··· Document passage

History

United Kingdom
- Name: Eden
- Owner: Colvile Wedderburn & Co.
- Builder: Fletcher, Son & Fearnall
- Launched: 1826

General characteristics
- Tons burthen: 513 (bm)
- Length: 123 ft 9 in (37 m)
- Beam: 30 ft 8 in (9.4 m)
- Propulsion: Sail

= Eden (1826 ship) =

Eden was a 513-ton merchant ship built by Fletcher, Son & Fearnall at Union Dock upon the Thames River, England in 1826. The ship was built for Colvile Wedderburn & Co. and named after the family of Andrew Colvile's second wife, the influential Eden family.

Eden initially sailed between England and the sugar plantations of the West Indies for Colvile Wedderburn & Co. From 1836, after changing ownership to Joseph Somes, she made several voyages transporting convicts from England to Australia. After a second change of ownership to John Luscombe in 1846, Eden transported settlers to South Australia and New Zealand.

······

Questions
A - According to the ship passage, who was Eden named after?
B - Extend the passage about the ship Eden, picking up after its last sentence.

··· Dataset entries

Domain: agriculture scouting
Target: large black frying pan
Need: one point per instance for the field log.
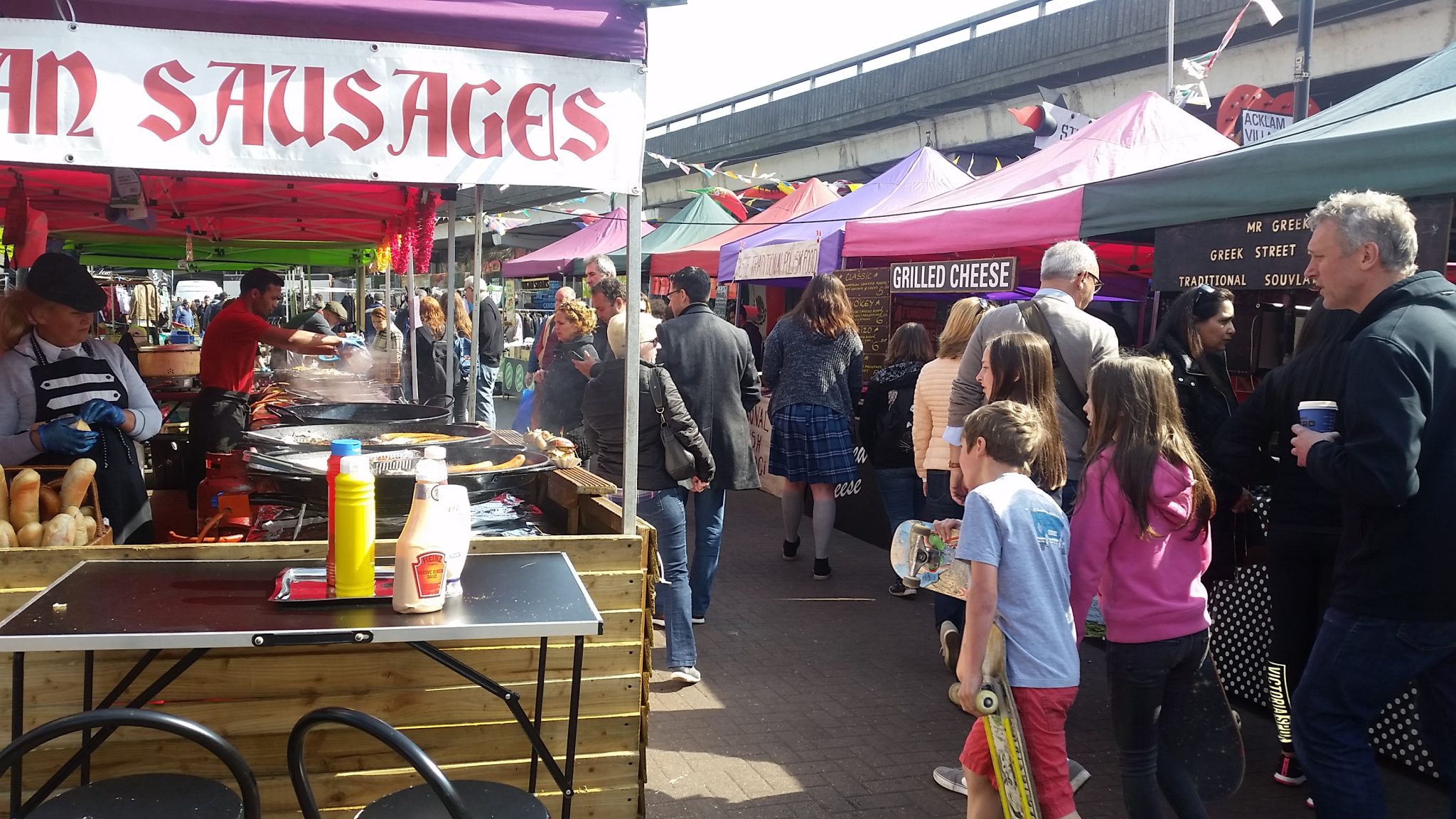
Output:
(395, 414)
(393, 494)
(290, 437)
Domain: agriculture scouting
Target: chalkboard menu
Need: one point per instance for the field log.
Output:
(1268, 251)
(869, 298)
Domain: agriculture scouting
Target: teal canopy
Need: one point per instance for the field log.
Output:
(702, 219)
(1396, 137)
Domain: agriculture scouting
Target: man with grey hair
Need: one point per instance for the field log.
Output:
(599, 267)
(1057, 312)
(1069, 277)
(1392, 616)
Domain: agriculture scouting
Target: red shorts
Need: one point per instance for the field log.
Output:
(1043, 720)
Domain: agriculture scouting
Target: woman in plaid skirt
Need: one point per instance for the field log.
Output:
(813, 363)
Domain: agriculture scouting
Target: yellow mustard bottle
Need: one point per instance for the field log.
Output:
(354, 528)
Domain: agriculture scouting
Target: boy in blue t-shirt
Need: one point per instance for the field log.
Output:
(1015, 538)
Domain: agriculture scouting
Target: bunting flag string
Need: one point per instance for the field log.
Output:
(1199, 68)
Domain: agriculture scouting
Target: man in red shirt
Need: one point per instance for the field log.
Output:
(229, 356)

······

Answers to the problems
A - She was named after the Eden family, the family of Andrew Colvile's second wife.

B -
==Career==
Under the command of Alexander Mollison and surgeon Gilbert King, she left Portsmouth, England on 31 August 1836, with 280 male convicts. She arrived in Hobart Town on 22 December 1836 and had three deaths en route. Eden departed Hobart Town on 7 January 1837, arriving on 14 January 1837 with 22 prisoners from Cape of Good Hope. She left Port Jackson on 2 February 1837 bound for Batavia.

On her second convict voyage under the command of Henry Naylor and surgeon George Freeman, she left Sheerness, England on 10 July 1840, with 270 male convicts. She arrived in Sydney on 18 November and had one death en route. Eden departed Port Jackson in February 1841, bound for Batavia.